**DESCRIPTION OF THE TASK:** Please write out the material below exactly as given.

⁂

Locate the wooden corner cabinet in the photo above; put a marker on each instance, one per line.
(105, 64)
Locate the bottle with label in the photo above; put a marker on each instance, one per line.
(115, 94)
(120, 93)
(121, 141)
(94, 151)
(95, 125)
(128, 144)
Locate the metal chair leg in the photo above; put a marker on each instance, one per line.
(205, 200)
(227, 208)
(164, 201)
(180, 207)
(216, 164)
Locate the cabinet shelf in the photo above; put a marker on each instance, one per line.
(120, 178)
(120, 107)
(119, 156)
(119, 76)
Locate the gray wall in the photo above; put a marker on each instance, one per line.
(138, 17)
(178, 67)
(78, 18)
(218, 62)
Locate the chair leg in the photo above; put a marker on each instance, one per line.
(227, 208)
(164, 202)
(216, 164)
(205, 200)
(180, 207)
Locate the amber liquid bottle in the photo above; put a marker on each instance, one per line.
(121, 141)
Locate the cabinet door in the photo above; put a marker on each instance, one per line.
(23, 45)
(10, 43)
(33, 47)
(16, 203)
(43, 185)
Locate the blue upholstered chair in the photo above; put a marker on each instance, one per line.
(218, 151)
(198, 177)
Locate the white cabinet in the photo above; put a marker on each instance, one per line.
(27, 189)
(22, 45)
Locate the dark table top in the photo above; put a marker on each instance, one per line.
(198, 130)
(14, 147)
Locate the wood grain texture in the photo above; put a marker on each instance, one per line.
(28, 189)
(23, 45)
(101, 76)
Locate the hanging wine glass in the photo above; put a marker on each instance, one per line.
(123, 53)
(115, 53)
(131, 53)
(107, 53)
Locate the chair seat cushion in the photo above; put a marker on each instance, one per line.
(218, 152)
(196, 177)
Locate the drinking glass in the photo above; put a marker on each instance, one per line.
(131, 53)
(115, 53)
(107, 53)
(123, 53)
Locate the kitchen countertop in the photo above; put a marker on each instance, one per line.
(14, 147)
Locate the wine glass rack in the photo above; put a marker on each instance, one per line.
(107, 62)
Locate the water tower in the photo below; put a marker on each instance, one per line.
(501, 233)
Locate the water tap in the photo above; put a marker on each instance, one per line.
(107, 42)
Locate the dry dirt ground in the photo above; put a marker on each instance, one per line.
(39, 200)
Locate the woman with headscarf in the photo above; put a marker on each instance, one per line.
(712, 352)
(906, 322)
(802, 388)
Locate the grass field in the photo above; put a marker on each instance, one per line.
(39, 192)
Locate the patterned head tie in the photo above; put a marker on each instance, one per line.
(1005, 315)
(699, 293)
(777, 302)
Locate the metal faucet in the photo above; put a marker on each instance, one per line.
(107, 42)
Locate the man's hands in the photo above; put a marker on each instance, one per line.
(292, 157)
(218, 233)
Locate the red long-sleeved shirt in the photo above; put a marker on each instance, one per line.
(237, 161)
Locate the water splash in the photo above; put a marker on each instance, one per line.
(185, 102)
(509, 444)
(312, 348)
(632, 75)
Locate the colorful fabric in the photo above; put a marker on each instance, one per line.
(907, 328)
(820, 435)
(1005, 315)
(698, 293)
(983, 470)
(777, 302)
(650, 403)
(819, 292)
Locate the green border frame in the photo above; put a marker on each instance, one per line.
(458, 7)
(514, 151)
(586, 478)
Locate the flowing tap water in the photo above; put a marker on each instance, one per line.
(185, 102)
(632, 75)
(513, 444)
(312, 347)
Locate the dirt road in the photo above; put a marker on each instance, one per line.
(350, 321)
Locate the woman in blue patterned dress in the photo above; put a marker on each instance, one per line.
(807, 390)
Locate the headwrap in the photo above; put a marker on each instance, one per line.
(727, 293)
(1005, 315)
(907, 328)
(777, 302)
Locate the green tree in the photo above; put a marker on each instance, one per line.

⁂

**OUTPUT:**
Locate the wooden corner cabinet in the photo above; put a marker on each instance, one per line.
(105, 64)
Locate the bottle with label in the photo above; put a marker on each instance, one per line.
(115, 94)
(120, 93)
(121, 141)
(94, 151)
(95, 125)
(128, 144)
Locate the metal chair leg in the photo above; put a marker on each instance, one per line.
(205, 200)
(227, 208)
(164, 201)
(180, 207)
(216, 164)
Locate the cabinet shelf in the photo above; put a marker on each instance, one per line.
(120, 178)
(120, 107)
(119, 156)
(119, 76)
Locate the gray wall in the photo above; put a marker on each instance, one per line.
(138, 17)
(178, 67)
(78, 18)
(218, 62)
Locate the chair leg in the photo above; put a marker on each instance, one per line.
(227, 208)
(164, 202)
(216, 164)
(205, 200)
(180, 207)
Locate the amber liquid bottle in the photo above; put a marker on each instance, one per line.
(121, 141)
Locate the cabinet door in the photo above; put a marker on each instance, one per line.
(23, 45)
(10, 43)
(33, 47)
(16, 203)
(43, 185)
Locate the blue upholstered chair in the photo above; put a marker on each instance, one per line.
(218, 151)
(198, 177)
Locate the white cabinet in the photo above; put a marker on each instance, one per line.
(27, 189)
(22, 45)
Locate the dark table top in the photo above; put a marker on each instance, one per line.
(198, 130)
(14, 147)
Locate the wood grain texture in the photo above; put a marker on each instance, one per line.
(28, 189)
(23, 45)
(101, 76)
Locate the hanging wine glass in the photo above; put a marker on each instance, one per line.
(123, 53)
(115, 53)
(131, 53)
(107, 53)
Locate the chair seat cushion in the photo above; put a marker on each instance, one per line.
(218, 152)
(196, 177)
Locate the drinking glass in the photo above; put a marker on each instance, one per line.
(131, 53)
(115, 53)
(107, 53)
(123, 53)
Locate the kitchen countertop in the photo above; put a marker on each instance, one per line.
(14, 147)
Locate the wine glass rack in the photo above; put a marker on each instance, one per line.
(107, 62)
Locate the water tower in the photo below; put a marker on each instance, one per line.
(501, 233)
Locate the water tap in the photo above; put a marker on each instance, one per line.
(107, 42)
Locate the dry dirt ground in the photo above; put a marker on each instance, one per line.
(39, 200)
Locate the woman with headscarf in the photo above; put a marker on each instance, one per line.
(712, 352)
(906, 322)
(802, 388)
Locate the grass field in the photo above; put a marker on each instance, one per line.
(39, 192)
Locate the patterned head tie in the photo above; put a marker on each instance, one per line.
(1005, 315)
(699, 293)
(777, 302)
Locate the metal faucet in the photo above; put a marker on each instance, one per line.
(107, 42)
Locate the man's hands in the photo above; put a marker on each instance, one per line.
(292, 157)
(218, 233)
Locate the red long-sleeved shirt in the photo above; put a marker on each instance, one per line.
(237, 161)
Locate the water splash in the photo above; put a marker on each instance, one per line.
(185, 102)
(509, 444)
(312, 348)
(632, 75)
Locate the colorful fabric in the photo above; put a marker on each instance, one per line.
(907, 328)
(820, 435)
(1005, 315)
(698, 293)
(983, 470)
(777, 302)
(650, 403)
(819, 292)
Locate the green border frame in the photo above; put a marker on each instance, one per line.
(458, 7)
(514, 151)
(586, 478)
Locate the flowing tap water in the photo above; put a marker on each instance, one per line.
(185, 102)
(632, 75)
(513, 444)
(312, 347)
Locate the dirt road in the photo above; put a marker on each instance, one per line.
(350, 321)
Locate the woman in blue patterned dress in the photo above; put a marker on each instance, one per line.
(807, 390)
Locate the headwrap in the photo above; put a marker on each instance, one per line.
(727, 293)
(1005, 315)
(907, 328)
(777, 302)
Locate the green tree in the photo above; put a marker on each instance, one per line.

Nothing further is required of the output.